**Exercise instructions:**
**A)** List the stress periods that the passage on APX-R enzymes names as times when the APX-R enzyme may play a role.
**B)** Extend the passage on APX-R enzymes with a few more sentences that carry on from its last sentence.

**Reading text:**
Content starts

APX-R enzymes form a recently identified class within the APX family, present in the eukaryotic green lineage (Lazzarotto et al. 2015). Previous studies on loss-of-function mutant lines in Arabidopsis have suggested that the APX-R enzyme plays a role during stress periods, such as seed maturation, germination and leaf senescence (Chen et al. 2014, 2021), although the precise underlying mechanisms remain unknown. Despite the chloroplast localization of APX-R, no interaction with the photosynthetic machinery has been explored in any photosynthetic organism.

Our previous in vitro work demonstrated that recombinant APX2 binds copper and that copper-loaded APX2 interferes with the copper-binding capabilities of plastocyanin (Caccamo et al. 2023). The detailed photosynthetic analysis performed in this study reveals that the main defect of the apx2 mutants is a significant reduction of their plastocyanin levels. Therefore, the relation between plastocyanin and APX2 is confirmed in vivo in Chlamydomonas.

Content ends

**Given data:**
Content starts

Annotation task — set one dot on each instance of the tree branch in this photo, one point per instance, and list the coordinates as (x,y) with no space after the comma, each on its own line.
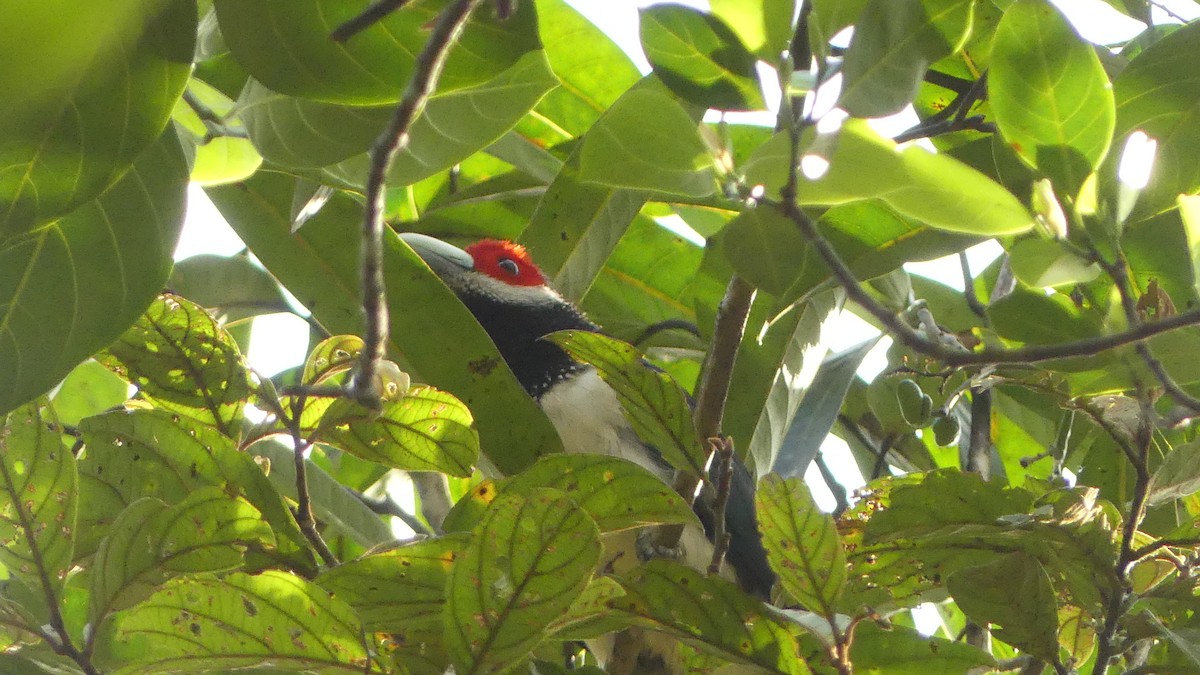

Content ends

**Task-by-task results:**
**A)** Seed maturation, germination and leaf senescence.

**B)**
The diminished plastocyanin levels in the apx2 mutants raise the question of how the electron transport can still take place. In Arabidopsis, there are two genes encoding plastocyanin, PETE1 and PETE2 (Abdel-Ghany 2009). While PETE2 is the predominant isoform, PETE1 is less abundant and substitutes PETE2 in copper deficiency (Abdel-Ghany 2009). Mutants of pete1 and pete2 exhibit reduced plastocyanin content, and null pete2 mutants, with 90% reduction of plastocyanin content, only show a slight effect on growth and photosynthesis (Pesaresi et al. 2009). Double mutants are not viable in Arabidopsis (Weigel et al. 2003). Consequently, a low level of plastocyanin is not limiting under optimal growth conditions, being under day/night cycles, suggesting another role for the protein that remains to be deciphered (Pesaresi et al. 2009). Similarly, based on the spectroscopic and immunoblot analyses, the results presented here show that a plastocyanin level less than 10–15% of the wt does not affect the growth under low light. Considering the effect that the lack of APX2 exerts on the plastocyanin content, a question about the nature of unveiled interactors of plastocyanin in Chlamydomonas arises.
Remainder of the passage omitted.